SOURCE DOCUMENT:
Mike Lipper’s Monday Morning Musings
“SMART MONEY” Acts Selectively
Editors: Frank Harrison 1997-2018, Hylton
Phillips-Page 2018
Dull Week with Some
Clues
The stock market from
mid-December through this Friday was flat, except for an early bubble in
January. (I suspect the NASDAQ price surge resulted from the replacement of some
holdings sold for tax purposes in the fourth quarter.) Market analysts suggest a
flat price pattern might represent the smart money either accumulating or
distributing meaningful positions. This suggests prices will either move up
sharply or fall rapidly after a period of time. I will attempt to examine what
I perceive as clues to future major moves.
NYSE and NASDAQ
stocks declined for four of five days in the latest week. The DJIA rose for three
days and the more professionally
followed Dow Jones Transportation Index fell for three days. As a contrarian
measure, analysts watch the latest weekly summary survey published by the
American Association of Individual Investors (AAII). In the latest survey,
participants raised their 6-month bullish prediction to +48.6 % or double their
bearish guess of +24.2%. (Lucky for those who work in the market and those who
live off of it. Individual investors have a good long-term record. From a contrarian
viewpoint following them has value, because they are wrong at critical turning
points.)

WHAT IS NEEDED: Copy out the whole market commentary word for word. You won't need the material that follows the market commentary.

DATA:
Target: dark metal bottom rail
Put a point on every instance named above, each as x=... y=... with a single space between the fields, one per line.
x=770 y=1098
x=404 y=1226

CORRECT RESPONSE:
Mike Lipper’s Monday Morning Musings
“SMART MONEY” Acts Selectively
Editors: Frank Harrison 1997-2018, Hylton
Phillips-Page 2018
Dull Week with Some
Clues
The stock market from
mid-December through this Friday was flat, except for an early bubble in
January. (I suspect the NASDAQ price surge resulted from the replacement of some
holdings sold for tax purposes in the fourth quarter.) Market analysts suggest a
flat price pattern might represent the smart money either accumulating or
distributing meaningful positions. This suggests prices will either move up
sharply or fall rapidly after a period of time. I will attempt to examine what
I perceive as clues to future major moves.
NYSE and NASDAQ
stocks declined for four of five days in the latest week. The DJIA rose for three
days and the more professionally
followed Dow Jones Transportation Index fell for three days. As a contrarian
measure, analysts watch the latest weekly summary survey published by the
American Association of Individual Investors (AAII). In the latest survey,
participants raised their 6-month bullish prediction to +48.6 % or double their
bearish guess of +24.2%. (Lucky for those who work in the market and those who
live off of it. Individual investors have a good long-term record. From a contrarian
viewpoint following them has value, because they are wrong at critical turning
points.)